## Exercise details
Report only the number of lines below that contain the word "wave".
-----
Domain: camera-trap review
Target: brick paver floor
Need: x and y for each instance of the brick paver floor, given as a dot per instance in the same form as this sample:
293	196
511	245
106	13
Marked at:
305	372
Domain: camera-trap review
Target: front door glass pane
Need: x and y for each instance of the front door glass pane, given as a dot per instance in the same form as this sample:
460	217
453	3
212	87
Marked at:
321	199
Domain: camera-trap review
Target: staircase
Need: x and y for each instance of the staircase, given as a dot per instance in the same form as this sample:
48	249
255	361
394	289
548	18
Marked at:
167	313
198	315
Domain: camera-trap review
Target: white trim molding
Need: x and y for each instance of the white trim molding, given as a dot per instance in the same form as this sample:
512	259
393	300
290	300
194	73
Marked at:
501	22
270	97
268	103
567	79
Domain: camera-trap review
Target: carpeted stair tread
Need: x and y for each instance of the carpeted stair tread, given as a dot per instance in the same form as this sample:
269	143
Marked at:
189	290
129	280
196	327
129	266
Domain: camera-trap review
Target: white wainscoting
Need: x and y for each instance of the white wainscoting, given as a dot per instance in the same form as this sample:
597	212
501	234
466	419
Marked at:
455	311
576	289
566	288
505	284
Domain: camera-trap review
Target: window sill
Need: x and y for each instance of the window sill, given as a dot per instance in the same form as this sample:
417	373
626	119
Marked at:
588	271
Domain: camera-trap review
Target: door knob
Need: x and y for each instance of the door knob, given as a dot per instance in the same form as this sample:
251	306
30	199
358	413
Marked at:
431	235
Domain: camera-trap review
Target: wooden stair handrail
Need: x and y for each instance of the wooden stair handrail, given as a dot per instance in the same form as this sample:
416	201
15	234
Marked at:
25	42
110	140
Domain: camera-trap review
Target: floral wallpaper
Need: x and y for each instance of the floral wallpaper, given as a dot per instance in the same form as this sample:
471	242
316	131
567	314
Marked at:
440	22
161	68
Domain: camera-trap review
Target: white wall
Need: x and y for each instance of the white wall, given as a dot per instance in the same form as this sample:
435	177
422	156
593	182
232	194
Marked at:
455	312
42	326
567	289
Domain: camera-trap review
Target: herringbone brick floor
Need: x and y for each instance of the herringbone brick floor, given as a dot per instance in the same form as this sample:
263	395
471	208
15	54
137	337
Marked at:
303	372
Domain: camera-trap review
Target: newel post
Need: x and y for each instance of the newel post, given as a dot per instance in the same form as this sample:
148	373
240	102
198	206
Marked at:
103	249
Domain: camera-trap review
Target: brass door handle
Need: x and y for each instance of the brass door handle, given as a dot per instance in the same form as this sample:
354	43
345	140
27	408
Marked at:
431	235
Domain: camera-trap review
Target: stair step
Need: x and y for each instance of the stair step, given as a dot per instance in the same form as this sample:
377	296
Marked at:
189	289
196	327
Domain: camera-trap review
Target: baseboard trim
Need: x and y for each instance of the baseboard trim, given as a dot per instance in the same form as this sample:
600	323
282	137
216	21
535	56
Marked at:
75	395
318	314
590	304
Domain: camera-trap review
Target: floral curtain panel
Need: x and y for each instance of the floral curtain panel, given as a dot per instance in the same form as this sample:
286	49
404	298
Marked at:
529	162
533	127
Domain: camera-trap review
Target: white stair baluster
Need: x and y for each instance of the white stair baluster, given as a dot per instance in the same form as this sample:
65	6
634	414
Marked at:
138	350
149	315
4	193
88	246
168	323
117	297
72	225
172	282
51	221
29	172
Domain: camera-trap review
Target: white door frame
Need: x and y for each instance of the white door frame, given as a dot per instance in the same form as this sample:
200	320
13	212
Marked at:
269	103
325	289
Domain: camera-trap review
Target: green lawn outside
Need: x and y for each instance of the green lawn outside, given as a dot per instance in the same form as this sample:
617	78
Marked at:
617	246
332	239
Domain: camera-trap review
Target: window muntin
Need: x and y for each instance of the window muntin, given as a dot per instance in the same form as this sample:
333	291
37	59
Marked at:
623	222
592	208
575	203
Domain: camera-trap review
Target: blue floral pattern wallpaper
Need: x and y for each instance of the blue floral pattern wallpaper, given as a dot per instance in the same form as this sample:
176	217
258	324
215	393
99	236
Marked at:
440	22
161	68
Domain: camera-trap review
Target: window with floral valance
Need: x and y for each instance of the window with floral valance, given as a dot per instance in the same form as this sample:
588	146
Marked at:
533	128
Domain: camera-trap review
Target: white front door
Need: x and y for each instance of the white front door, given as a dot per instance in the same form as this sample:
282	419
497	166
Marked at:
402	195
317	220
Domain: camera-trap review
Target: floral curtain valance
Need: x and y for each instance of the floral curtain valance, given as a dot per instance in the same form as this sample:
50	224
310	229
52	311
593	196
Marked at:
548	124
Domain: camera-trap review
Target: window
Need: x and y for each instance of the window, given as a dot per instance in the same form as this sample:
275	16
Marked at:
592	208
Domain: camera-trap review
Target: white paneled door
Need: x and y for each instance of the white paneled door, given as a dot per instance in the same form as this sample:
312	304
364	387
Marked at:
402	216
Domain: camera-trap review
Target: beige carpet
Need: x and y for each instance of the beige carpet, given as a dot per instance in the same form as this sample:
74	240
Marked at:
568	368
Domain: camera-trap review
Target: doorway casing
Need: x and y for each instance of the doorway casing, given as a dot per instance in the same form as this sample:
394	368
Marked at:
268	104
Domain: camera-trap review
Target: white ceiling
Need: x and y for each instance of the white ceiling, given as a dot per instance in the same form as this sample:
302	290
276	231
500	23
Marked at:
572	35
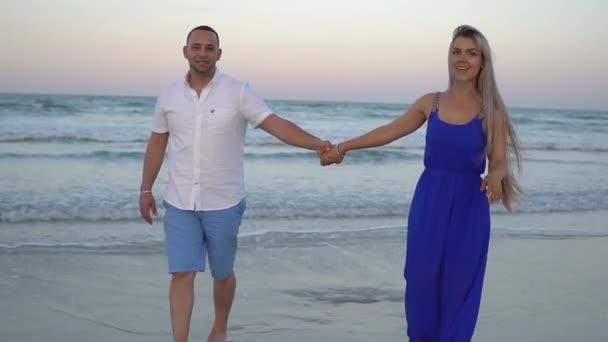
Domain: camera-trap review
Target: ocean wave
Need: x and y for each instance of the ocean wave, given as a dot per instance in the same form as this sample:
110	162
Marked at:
286	238
354	157
68	139
322	210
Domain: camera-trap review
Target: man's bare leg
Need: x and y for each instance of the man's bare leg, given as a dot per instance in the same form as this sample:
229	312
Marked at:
223	295
181	299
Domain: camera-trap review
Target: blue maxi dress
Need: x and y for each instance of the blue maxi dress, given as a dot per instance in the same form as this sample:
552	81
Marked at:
448	234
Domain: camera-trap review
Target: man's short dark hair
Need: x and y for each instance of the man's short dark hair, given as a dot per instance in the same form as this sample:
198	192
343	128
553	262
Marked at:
204	28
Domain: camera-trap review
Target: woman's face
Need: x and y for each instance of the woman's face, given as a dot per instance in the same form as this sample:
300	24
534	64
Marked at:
465	60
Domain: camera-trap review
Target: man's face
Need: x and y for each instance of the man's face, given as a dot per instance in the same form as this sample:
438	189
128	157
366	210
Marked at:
202	51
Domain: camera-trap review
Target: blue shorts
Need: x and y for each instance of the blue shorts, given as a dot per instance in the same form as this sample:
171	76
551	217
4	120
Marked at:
191	235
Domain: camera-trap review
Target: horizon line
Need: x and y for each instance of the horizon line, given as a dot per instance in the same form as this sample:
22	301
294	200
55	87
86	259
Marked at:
299	100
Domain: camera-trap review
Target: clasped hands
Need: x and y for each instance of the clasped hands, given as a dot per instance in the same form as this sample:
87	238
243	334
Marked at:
330	154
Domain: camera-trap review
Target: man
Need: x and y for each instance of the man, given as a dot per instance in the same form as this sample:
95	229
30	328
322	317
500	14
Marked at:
202	118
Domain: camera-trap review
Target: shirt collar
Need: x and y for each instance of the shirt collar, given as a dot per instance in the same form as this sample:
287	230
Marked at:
216	76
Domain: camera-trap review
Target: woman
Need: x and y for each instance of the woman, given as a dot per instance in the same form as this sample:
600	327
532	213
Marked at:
449	220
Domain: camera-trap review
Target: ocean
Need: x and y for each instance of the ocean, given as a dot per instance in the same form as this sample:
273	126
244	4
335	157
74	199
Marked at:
70	171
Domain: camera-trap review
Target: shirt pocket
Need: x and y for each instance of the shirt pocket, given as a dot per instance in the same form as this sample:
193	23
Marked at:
222	119
180	120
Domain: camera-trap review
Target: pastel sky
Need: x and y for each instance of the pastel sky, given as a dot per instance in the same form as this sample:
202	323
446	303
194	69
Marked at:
548	53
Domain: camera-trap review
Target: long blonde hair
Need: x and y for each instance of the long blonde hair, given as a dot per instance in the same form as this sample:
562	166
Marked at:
492	103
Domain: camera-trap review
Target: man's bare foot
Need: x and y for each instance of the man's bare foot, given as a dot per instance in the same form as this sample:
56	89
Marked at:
217	335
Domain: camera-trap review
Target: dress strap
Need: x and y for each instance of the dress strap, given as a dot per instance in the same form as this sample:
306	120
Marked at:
436	102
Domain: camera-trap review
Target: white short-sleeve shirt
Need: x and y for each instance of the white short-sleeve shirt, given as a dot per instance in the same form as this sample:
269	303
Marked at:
206	140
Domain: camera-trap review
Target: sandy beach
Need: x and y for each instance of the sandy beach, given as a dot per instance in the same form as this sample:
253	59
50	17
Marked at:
-----
## Exercise output
2